Records from a data collection:
──────
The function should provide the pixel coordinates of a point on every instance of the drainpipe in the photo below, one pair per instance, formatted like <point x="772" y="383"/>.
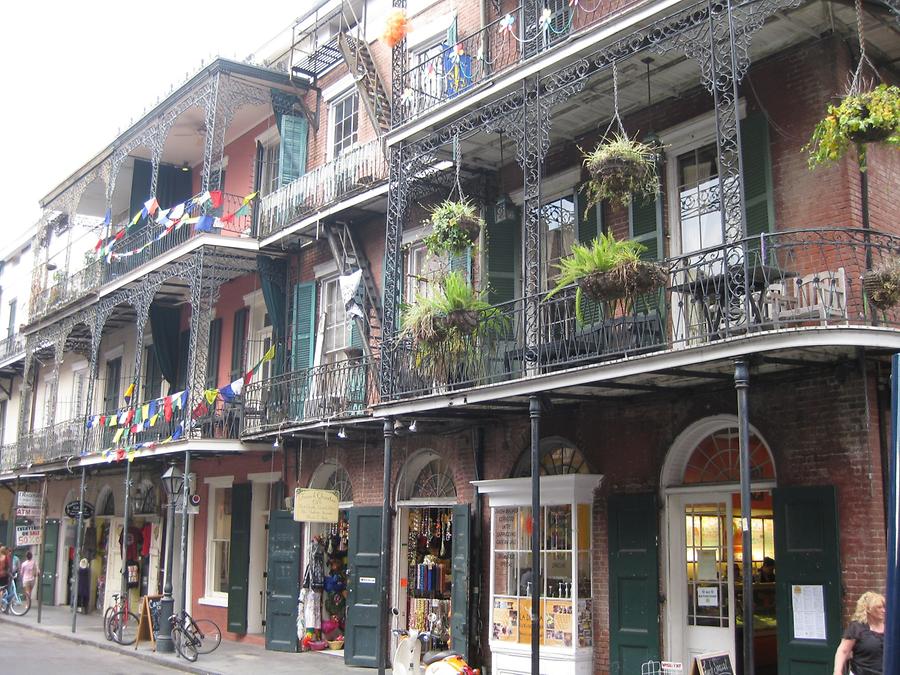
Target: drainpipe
<point x="742" y="385"/>
<point x="534" y="412"/>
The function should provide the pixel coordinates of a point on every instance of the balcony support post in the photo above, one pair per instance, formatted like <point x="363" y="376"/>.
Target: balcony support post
<point x="742" y="385"/>
<point x="386" y="515"/>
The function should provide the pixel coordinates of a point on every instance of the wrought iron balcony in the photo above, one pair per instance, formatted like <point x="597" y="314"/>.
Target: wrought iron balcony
<point x="354" y="171"/>
<point x="143" y="245"/>
<point x="800" y="279"/>
<point x="330" y="392"/>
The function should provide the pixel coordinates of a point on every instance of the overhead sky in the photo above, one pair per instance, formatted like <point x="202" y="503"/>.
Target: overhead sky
<point x="76" y="74"/>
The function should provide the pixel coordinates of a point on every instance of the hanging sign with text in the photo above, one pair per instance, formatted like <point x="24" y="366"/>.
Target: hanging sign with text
<point x="32" y="499"/>
<point x="316" y="506"/>
<point x="28" y="535"/>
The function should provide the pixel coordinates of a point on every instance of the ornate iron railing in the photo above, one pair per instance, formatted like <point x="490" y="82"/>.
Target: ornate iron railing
<point x="800" y="279"/>
<point x="335" y="391"/>
<point x="144" y="244"/>
<point x="452" y="69"/>
<point x="352" y="172"/>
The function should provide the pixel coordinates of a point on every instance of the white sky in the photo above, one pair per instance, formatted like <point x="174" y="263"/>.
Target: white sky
<point x="75" y="74"/>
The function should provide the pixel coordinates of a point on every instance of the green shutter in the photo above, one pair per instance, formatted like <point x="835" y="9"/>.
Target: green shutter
<point x="807" y="552"/>
<point x="239" y="558"/>
<point x="588" y="230"/>
<point x="304" y="333"/>
<point x="760" y="208"/>
<point x="502" y="257"/>
<point x="292" y="158"/>
<point x="633" y="582"/>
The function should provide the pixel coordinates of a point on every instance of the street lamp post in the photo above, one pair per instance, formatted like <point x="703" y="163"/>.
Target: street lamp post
<point x="172" y="481"/>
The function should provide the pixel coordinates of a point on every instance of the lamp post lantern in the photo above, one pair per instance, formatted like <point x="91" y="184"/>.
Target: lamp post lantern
<point x="173" y="481"/>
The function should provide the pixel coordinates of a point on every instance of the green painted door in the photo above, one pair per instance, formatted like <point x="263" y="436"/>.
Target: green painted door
<point x="48" y="562"/>
<point x="459" y="591"/>
<point x="633" y="582"/>
<point x="282" y="582"/>
<point x="807" y="558"/>
<point x="364" y="611"/>
<point x="239" y="558"/>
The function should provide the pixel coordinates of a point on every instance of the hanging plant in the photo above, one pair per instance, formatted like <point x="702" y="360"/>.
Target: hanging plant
<point x="607" y="270"/>
<point x="882" y="285"/>
<point x="621" y="167"/>
<point x="860" y="119"/>
<point x="396" y="27"/>
<point x="455" y="226"/>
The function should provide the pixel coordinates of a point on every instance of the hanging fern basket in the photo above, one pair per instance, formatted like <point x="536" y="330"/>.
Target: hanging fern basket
<point x="626" y="280"/>
<point x="882" y="286"/>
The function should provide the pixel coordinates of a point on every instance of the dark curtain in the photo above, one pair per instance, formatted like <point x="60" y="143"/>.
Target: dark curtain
<point x="165" y="325"/>
<point x="272" y="274"/>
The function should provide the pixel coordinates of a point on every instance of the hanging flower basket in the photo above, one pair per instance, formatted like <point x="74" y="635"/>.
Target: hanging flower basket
<point x="882" y="286"/>
<point x="621" y="168"/>
<point x="860" y="119"/>
<point x="455" y="226"/>
<point x="627" y="280"/>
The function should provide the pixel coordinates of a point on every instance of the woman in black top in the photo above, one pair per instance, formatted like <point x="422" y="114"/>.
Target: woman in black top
<point x="862" y="645"/>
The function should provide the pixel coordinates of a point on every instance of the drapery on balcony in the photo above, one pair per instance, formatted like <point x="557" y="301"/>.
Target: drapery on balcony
<point x="142" y="245"/>
<point x="799" y="279"/>
<point x="334" y="391"/>
<point x="354" y="171"/>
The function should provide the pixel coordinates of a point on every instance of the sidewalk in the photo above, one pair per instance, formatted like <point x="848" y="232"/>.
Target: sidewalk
<point x="230" y="657"/>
──────
DESCRIPTION OF THE TASK
All of the material above should be reproduced exactly, except the pictures.

RESULT OF THE EXERCISE
The function should provide the pixel coordinates of a point on every instance of the drainpipe in the photo below, one pair per instance, formatted like <point x="772" y="383"/>.
Target: drainpipe
<point x="742" y="385"/>
<point x="534" y="412"/>
The function should provide the pixel coordinates of a point on every instance of the balcony support post in the photo above, one pair per instance, formatted like <point x="363" y="376"/>.
Target: balcony support post
<point x="742" y="385"/>
<point x="386" y="515"/>
The function should provide the pixel coordinates of a point on every instance of the wrought iron balcony in the photo above, one pair per instance, formatted like <point x="597" y="314"/>.
Target: wrought iron balcony
<point x="354" y="171"/>
<point x="143" y="245"/>
<point x="800" y="279"/>
<point x="330" y="392"/>
The function should provide the pixel coordinates of a point on every instance of the overhead sky in the photo above, one pair per instance, formatted like <point x="202" y="503"/>.
Target: overhead sky
<point x="76" y="74"/>
The function should provide the pixel coordinates of a point on every instance of the hanging sign with text in the photo above, one pair per instance, formatted like <point x="24" y="366"/>.
Target: hanging sign with text
<point x="32" y="499"/>
<point x="316" y="506"/>
<point x="28" y="535"/>
The function should provide the pixel coordinates of a point on every instance of the ornate iron railing in the photo above, one pair per instance, formatted like <point x="490" y="82"/>.
Target: ornate iron railing
<point x="800" y="279"/>
<point x="335" y="391"/>
<point x="144" y="244"/>
<point x="452" y="69"/>
<point x="352" y="172"/>
The function should provide the pixel coordinates of a point on every instance of the white sky in the photo above, one pair per instance, formatted like <point x="174" y="263"/>.
Target: white sky
<point x="75" y="74"/>
The function should provide the pixel coordinates of a point on every instance of the green shutter in the photo above, one pair per instance, formatted like <point x="835" y="9"/>.
Target: green shutter
<point x="807" y="552"/>
<point x="239" y="558"/>
<point x="588" y="230"/>
<point x="304" y="333"/>
<point x="760" y="208"/>
<point x="502" y="257"/>
<point x="292" y="158"/>
<point x="633" y="582"/>
The function should provide the pixel coordinates of a point on every instance of the street lamp post in the photo above, one pair per instance, formatted like <point x="703" y="163"/>.
Target: street lamp post
<point x="172" y="481"/>
The function should provide the pixel coordinates of a point on every instance of the lamp post lantern in the photo above, one pair per instance, formatted like <point x="91" y="184"/>.
Target: lamp post lantern
<point x="173" y="481"/>
The function should provide the pixel coordinates of a point on every instance of the green painted door in the photo above, one pair per instance, formatted like <point x="263" y="436"/>.
Target: green painted door
<point x="48" y="562"/>
<point x="459" y="591"/>
<point x="633" y="582"/>
<point x="282" y="582"/>
<point x="807" y="558"/>
<point x="364" y="611"/>
<point x="239" y="558"/>
The function should provide the pixel coordinates of a point on every instance of the hanging plant in the photo above, one pair per instance, formatted like <point x="702" y="360"/>.
Target: hanging plant
<point x="607" y="270"/>
<point x="882" y="285"/>
<point x="621" y="167"/>
<point x="860" y="119"/>
<point x="396" y="27"/>
<point x="455" y="226"/>
The function should provide the pixel coordinates of a point on every instance of the hanging fern basket in the photo above, one pair per instance, formatted like <point x="536" y="330"/>.
Target: hanging fern basket
<point x="626" y="280"/>
<point x="882" y="286"/>
The function should provide the pixel coordinates of a point on every instance of the dark curtain in the photo above, one pair per instance, formatted like <point x="60" y="143"/>.
Target: dark curtain
<point x="165" y="325"/>
<point x="272" y="274"/>
The function should provide the pixel coordinates of a point on every instance of the hanging flower basket in the photo above, one pair per instance, formatted like <point x="74" y="635"/>.
Target: hanging flower basket
<point x="882" y="286"/>
<point x="621" y="168"/>
<point x="860" y="119"/>
<point x="455" y="226"/>
<point x="627" y="280"/>
The function should provide the pixel coordinates of a point on every instance of the woman in black top in the photo above, one pair per instance, formatted like <point x="422" y="114"/>.
Target: woman in black top
<point x="862" y="645"/>
The function should provide the pixel coordinates of a point on every instance of the drapery on balcony in the photo above, one pair per instance, formatted like <point x="557" y="301"/>.
Target: drapery on balcony
<point x="142" y="245"/>
<point x="799" y="279"/>
<point x="334" y="391"/>
<point x="354" y="171"/>
The function should provide the pixel coordinates of a point on every instance of the sidewalk in the photo above, one pair per instance, formatted like <point x="848" y="232"/>.
Target: sidewalk
<point x="230" y="657"/>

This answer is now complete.